▶ [To do] Collect every line in the entries below that contains the word "ceiling", matching case exactly.

— Start Information given —

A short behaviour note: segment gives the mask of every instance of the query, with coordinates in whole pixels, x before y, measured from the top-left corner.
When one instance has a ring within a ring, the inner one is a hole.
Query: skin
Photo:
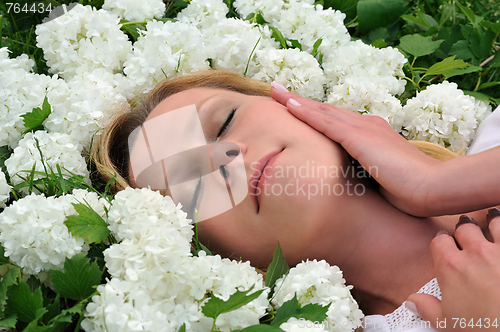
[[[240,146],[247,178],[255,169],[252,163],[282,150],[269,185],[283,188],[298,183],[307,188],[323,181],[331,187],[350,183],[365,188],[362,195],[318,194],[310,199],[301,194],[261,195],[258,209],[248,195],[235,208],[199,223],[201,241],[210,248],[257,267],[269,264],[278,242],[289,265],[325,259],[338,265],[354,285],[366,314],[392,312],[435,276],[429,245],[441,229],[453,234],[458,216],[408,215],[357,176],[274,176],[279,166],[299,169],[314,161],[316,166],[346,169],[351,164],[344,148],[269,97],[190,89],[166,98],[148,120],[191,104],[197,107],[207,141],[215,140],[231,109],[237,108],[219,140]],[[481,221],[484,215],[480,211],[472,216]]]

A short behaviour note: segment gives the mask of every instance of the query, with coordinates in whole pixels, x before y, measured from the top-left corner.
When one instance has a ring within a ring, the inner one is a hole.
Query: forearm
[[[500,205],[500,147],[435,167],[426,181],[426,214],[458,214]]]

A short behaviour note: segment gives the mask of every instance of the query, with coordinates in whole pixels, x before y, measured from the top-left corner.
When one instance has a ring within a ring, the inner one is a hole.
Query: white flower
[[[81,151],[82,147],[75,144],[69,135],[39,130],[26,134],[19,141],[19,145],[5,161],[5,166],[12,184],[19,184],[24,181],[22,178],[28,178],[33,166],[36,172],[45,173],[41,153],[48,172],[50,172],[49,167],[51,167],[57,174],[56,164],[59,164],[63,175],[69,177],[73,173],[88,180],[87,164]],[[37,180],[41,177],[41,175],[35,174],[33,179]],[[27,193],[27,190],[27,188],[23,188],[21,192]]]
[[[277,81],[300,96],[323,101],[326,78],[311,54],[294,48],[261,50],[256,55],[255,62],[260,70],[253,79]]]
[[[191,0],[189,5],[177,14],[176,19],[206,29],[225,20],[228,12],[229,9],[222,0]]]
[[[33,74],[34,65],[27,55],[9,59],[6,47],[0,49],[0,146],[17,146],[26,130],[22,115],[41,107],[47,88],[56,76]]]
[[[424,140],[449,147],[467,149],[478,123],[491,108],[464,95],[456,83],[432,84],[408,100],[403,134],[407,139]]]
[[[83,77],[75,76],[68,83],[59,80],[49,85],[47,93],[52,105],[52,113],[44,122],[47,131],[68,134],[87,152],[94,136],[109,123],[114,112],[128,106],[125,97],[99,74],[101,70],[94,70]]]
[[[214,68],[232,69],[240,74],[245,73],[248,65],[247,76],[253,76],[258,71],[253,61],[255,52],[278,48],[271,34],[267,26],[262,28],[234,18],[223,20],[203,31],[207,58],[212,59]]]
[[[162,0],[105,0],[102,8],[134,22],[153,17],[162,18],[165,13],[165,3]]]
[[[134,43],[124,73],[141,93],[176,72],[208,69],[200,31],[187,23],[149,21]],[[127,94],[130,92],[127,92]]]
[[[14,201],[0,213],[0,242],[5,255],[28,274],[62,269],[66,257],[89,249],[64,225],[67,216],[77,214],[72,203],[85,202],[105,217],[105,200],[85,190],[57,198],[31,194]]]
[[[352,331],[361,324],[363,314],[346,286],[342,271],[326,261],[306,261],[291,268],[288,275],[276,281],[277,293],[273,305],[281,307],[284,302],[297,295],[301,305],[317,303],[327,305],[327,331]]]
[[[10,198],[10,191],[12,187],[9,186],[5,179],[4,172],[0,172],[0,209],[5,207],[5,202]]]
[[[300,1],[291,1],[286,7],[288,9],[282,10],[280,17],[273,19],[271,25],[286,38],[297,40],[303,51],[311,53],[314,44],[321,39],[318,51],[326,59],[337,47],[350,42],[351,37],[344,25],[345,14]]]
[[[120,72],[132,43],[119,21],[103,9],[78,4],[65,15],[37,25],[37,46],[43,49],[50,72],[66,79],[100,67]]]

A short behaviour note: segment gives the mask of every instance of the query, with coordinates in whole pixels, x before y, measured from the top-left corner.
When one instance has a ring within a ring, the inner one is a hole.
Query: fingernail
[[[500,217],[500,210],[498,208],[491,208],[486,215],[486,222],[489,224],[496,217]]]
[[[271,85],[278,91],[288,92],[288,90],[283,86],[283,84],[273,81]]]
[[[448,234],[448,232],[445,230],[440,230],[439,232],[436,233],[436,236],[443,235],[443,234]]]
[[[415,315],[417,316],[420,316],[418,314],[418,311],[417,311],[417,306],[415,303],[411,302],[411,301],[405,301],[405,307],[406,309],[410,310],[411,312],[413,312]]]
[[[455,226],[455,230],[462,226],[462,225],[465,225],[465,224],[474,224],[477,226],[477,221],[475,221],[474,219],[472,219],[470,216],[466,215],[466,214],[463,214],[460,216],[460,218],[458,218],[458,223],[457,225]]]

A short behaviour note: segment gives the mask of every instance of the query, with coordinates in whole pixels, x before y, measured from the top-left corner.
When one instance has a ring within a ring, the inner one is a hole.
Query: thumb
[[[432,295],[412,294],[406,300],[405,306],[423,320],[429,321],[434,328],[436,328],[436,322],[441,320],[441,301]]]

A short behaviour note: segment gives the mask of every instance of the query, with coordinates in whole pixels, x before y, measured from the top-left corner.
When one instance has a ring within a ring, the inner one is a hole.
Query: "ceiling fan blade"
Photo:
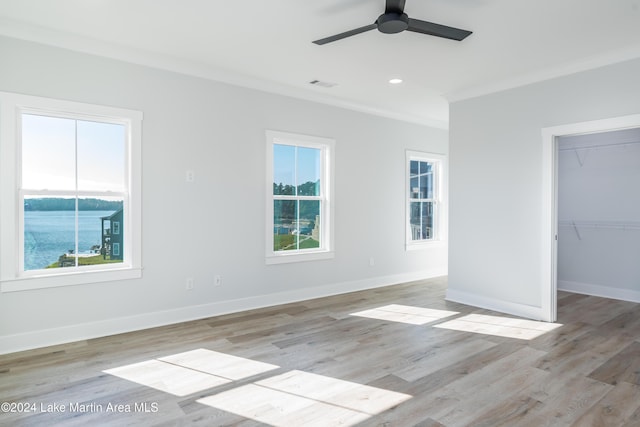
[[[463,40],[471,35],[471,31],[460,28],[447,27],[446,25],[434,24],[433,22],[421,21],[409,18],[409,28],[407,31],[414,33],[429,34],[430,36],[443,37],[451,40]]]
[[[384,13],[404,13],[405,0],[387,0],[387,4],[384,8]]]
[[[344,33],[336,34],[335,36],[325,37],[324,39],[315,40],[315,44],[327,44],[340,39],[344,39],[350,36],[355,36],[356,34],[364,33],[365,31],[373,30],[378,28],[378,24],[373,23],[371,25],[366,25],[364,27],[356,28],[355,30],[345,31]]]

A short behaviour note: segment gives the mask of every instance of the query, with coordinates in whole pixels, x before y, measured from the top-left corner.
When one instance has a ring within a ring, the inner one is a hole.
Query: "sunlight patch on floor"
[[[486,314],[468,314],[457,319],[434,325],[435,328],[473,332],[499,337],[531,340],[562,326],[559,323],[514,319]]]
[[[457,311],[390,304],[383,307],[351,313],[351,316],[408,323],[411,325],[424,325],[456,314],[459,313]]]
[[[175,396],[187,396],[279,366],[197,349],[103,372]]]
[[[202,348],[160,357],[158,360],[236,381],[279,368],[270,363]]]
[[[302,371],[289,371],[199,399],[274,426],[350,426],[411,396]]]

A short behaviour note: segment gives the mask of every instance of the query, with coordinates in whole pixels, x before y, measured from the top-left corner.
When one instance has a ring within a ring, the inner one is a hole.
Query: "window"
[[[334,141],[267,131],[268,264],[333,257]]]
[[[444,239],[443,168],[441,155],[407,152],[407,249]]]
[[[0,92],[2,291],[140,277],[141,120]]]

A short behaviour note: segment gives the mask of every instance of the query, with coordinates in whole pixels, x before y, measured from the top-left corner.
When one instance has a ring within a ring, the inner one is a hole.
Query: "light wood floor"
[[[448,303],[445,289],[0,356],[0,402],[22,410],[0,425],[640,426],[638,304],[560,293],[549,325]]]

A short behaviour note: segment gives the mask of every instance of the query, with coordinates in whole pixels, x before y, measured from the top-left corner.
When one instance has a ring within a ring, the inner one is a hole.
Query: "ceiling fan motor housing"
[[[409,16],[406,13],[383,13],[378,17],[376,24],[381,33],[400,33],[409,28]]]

— End Information given —

▶ [Task result]
Query: "ceiling fan blade"
Query: "ceiling fan motor housing"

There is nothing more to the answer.